Problem to work on = Reprint all entries without any alteration.

Point localization data =
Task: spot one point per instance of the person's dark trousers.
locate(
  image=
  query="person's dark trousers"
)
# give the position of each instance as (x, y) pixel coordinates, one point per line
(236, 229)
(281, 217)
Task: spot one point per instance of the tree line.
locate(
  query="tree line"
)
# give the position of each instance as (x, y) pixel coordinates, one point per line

Result for this task =
Task: spot one point per instance of the person's dark trousers.
locate(
  image=
  query="person's dark trousers"
)
# give the position of each instance as (x, y) pixel coordinates, one point per line
(236, 229)
(281, 217)
Task: spot one point per instance of the tree line.
locate(
  query="tree line"
)
# give the position of each instance as (x, y) pixel coordinates, one point per line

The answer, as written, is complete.